### Work to complete
Pictures do not belong in the copy; print every entry exactly as it stands.

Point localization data
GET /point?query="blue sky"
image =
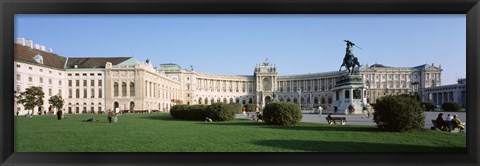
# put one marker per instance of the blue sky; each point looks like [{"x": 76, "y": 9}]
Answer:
[{"x": 234, "y": 44}]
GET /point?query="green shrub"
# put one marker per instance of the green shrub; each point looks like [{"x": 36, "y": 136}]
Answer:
[
  {"x": 398, "y": 113},
  {"x": 451, "y": 106},
  {"x": 221, "y": 112},
  {"x": 282, "y": 113},
  {"x": 250, "y": 107},
  {"x": 428, "y": 106}
]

### Solution to the exercise
GET /point?query="blue sky"
image =
# put one marker per instance of the blue sky; each point looks like [{"x": 76, "y": 9}]
Answer:
[{"x": 234, "y": 44}]
GET /point?query="green shrub"
# put one marker per instance of the green shrub; each point looks like [{"x": 36, "y": 136}]
Answer:
[
  {"x": 398, "y": 113},
  {"x": 451, "y": 106},
  {"x": 221, "y": 112},
  {"x": 282, "y": 113},
  {"x": 250, "y": 107},
  {"x": 428, "y": 106}
]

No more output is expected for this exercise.